Stored records
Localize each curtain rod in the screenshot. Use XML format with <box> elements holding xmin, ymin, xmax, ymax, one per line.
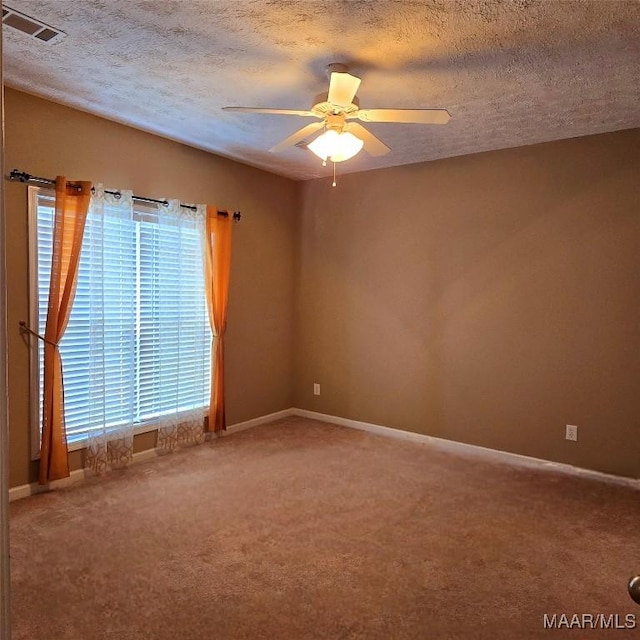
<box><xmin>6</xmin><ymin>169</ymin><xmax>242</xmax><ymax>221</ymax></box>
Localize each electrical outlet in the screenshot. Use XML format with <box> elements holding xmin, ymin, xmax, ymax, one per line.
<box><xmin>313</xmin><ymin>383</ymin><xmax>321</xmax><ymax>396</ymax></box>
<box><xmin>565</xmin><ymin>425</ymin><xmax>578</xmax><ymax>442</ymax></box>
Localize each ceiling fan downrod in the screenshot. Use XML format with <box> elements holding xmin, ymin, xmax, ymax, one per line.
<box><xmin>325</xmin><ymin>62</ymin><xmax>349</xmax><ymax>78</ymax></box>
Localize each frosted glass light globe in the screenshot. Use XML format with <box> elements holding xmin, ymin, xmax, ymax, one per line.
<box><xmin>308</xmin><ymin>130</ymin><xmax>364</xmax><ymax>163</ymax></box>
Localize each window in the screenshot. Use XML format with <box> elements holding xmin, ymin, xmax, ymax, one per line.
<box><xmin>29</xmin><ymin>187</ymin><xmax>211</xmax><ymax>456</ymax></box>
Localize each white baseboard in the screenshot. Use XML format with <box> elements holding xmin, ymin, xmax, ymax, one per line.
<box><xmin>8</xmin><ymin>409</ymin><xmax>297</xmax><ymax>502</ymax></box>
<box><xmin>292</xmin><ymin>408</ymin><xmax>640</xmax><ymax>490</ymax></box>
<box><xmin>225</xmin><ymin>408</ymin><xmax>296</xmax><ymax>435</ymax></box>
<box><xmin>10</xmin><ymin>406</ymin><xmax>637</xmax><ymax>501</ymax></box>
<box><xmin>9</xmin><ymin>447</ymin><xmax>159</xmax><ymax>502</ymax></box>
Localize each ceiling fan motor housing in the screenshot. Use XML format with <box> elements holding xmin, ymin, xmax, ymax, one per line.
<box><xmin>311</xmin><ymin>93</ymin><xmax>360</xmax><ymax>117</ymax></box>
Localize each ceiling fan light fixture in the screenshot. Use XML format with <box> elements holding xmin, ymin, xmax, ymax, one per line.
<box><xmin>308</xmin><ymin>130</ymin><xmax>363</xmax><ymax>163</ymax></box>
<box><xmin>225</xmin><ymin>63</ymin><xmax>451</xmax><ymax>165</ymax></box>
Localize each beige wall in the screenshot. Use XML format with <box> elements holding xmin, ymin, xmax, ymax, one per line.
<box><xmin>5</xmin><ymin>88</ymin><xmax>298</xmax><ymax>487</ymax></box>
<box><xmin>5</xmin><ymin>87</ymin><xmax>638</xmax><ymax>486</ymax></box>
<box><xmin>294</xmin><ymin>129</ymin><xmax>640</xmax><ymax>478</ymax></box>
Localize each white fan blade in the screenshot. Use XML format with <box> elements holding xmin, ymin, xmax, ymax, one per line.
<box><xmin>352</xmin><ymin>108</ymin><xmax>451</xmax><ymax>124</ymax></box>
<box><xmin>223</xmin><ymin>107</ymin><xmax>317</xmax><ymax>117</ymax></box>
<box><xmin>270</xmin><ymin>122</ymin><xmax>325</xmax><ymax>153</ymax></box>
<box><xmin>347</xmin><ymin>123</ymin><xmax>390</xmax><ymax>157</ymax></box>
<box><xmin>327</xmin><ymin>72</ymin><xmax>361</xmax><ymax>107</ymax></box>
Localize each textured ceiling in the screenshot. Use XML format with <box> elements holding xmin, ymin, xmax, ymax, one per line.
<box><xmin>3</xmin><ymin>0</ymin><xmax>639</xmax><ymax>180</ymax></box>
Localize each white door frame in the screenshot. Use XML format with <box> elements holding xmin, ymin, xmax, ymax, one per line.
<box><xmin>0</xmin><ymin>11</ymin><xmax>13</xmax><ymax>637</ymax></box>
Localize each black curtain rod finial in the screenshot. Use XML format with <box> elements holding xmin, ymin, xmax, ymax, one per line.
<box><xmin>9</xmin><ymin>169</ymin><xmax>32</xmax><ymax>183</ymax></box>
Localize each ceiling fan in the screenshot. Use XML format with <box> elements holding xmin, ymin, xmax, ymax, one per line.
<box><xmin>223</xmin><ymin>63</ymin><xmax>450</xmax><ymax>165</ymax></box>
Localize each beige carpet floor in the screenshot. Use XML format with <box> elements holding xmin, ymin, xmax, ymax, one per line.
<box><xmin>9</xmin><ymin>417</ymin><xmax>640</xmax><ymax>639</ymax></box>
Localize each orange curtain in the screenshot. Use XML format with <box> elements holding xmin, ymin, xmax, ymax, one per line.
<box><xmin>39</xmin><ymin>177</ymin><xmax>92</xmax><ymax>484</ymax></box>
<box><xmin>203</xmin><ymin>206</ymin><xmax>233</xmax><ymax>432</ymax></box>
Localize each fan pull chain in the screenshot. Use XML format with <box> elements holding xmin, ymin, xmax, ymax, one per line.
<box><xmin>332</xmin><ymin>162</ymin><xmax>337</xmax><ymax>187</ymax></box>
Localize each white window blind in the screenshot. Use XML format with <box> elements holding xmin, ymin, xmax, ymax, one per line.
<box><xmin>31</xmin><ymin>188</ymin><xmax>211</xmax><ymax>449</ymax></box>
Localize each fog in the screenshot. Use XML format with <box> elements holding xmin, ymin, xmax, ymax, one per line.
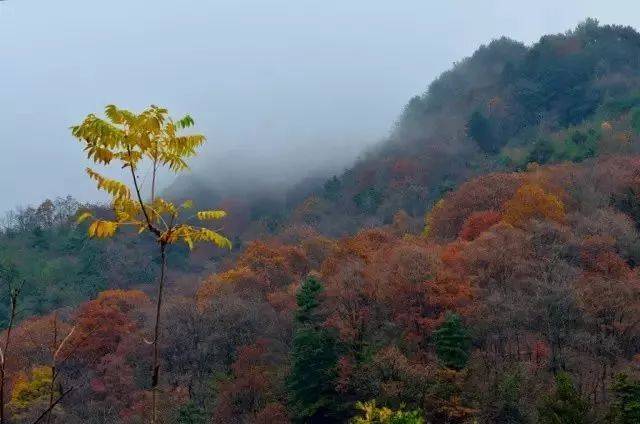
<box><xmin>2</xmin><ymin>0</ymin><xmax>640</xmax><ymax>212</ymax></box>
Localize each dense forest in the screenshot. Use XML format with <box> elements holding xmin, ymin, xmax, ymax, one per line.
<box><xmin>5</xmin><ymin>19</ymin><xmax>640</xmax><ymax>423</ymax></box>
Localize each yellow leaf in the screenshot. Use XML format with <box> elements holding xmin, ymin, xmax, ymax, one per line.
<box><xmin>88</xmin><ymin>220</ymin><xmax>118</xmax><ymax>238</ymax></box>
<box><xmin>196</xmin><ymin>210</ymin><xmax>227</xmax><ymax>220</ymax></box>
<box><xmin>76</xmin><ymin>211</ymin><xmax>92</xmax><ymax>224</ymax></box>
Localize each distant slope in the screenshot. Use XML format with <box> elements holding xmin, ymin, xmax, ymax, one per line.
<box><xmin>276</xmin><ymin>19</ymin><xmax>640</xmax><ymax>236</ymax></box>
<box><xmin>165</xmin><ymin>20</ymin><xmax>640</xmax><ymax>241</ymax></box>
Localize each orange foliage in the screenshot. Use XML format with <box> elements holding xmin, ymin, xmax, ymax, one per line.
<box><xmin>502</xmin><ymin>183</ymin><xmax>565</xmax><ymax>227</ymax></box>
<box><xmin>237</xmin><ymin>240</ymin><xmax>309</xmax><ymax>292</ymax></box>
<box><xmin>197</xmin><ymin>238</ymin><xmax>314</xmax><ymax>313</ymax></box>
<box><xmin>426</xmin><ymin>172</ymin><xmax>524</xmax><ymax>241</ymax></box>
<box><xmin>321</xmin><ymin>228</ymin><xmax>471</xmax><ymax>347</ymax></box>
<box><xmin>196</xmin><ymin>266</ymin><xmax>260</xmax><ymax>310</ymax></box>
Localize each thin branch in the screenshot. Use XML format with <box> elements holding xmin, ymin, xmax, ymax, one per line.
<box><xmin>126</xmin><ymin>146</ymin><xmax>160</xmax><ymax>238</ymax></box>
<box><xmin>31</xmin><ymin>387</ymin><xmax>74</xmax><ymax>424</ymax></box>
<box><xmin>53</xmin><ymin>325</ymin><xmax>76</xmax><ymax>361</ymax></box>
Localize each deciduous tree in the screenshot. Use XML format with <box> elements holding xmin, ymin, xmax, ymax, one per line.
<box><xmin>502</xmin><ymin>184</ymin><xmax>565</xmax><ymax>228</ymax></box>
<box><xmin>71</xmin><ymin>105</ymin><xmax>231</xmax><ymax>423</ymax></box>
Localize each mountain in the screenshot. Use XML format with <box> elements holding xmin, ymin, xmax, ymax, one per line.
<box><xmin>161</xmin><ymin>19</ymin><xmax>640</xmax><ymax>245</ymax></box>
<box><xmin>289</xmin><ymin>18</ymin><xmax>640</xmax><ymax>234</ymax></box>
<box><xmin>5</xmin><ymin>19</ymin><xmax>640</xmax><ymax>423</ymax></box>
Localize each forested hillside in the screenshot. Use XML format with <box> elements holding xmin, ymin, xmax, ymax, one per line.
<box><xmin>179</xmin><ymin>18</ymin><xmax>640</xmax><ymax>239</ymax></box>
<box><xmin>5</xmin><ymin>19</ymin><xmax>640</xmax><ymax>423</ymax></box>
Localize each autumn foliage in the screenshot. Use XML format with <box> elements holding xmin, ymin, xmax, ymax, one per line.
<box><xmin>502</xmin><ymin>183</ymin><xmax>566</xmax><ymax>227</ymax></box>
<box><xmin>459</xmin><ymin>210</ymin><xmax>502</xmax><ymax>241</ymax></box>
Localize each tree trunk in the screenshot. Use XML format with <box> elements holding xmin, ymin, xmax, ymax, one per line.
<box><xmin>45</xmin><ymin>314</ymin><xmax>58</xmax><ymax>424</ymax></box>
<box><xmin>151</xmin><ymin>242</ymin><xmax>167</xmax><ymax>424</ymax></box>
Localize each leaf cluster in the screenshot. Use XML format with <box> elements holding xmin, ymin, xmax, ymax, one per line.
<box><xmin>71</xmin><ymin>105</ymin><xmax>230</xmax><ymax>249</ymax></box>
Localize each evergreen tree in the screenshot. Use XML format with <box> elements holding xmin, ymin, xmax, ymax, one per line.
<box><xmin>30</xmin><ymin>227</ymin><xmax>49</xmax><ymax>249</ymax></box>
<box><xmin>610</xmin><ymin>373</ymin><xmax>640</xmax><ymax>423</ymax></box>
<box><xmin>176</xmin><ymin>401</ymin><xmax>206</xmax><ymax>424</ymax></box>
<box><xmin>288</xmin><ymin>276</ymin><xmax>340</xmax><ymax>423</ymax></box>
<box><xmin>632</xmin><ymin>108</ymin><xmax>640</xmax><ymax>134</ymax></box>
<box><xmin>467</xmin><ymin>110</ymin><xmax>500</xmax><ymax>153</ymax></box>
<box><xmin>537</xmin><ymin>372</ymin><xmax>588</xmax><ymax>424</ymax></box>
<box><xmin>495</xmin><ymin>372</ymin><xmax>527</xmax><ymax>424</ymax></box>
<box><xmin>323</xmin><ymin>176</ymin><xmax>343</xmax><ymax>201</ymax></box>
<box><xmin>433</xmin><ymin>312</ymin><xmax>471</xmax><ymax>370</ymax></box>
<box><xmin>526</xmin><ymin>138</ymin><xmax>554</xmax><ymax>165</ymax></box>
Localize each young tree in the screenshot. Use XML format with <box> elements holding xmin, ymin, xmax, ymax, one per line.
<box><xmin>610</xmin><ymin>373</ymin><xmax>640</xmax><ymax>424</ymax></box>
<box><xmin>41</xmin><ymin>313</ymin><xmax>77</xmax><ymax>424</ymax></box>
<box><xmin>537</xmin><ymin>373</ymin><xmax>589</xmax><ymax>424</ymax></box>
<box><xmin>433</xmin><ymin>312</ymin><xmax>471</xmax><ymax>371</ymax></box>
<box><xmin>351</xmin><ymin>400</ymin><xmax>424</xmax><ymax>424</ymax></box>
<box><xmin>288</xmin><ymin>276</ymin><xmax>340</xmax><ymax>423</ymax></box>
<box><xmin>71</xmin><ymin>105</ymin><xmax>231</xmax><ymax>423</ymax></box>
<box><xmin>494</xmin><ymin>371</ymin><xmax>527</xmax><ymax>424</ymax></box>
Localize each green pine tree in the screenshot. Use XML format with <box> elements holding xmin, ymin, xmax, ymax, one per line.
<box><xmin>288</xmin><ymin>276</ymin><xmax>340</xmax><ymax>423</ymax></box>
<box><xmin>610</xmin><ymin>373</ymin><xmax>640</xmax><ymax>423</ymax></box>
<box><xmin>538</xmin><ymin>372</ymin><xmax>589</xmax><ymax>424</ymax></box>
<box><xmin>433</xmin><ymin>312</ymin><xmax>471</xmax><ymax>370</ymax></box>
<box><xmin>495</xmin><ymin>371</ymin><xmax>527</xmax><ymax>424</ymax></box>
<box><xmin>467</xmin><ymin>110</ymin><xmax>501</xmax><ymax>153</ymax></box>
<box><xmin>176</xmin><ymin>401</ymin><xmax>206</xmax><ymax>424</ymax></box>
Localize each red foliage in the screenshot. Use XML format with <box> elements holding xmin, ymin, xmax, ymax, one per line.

## Brief
From the line holding "Localize each green" to the last line of the data above, copy every line exactly and include nothing more.

## Final answer
Localize each green pine tree in the screenshot. Use XML format with <box> elements holding xmin, ymin, xmax, ymax, one per line.
<box><xmin>288</xmin><ymin>276</ymin><xmax>340</xmax><ymax>423</ymax></box>
<box><xmin>610</xmin><ymin>373</ymin><xmax>640</xmax><ymax>423</ymax></box>
<box><xmin>538</xmin><ymin>372</ymin><xmax>589</xmax><ymax>424</ymax></box>
<box><xmin>433</xmin><ymin>312</ymin><xmax>471</xmax><ymax>370</ymax></box>
<box><xmin>495</xmin><ymin>371</ymin><xmax>527</xmax><ymax>424</ymax></box>
<box><xmin>467</xmin><ymin>110</ymin><xmax>501</xmax><ymax>153</ymax></box>
<box><xmin>176</xmin><ymin>401</ymin><xmax>206</xmax><ymax>424</ymax></box>
Localize each red foliage in the screenshot. Use XML format with <box> elements holding xmin, ymin, xmax, ymax, one per line.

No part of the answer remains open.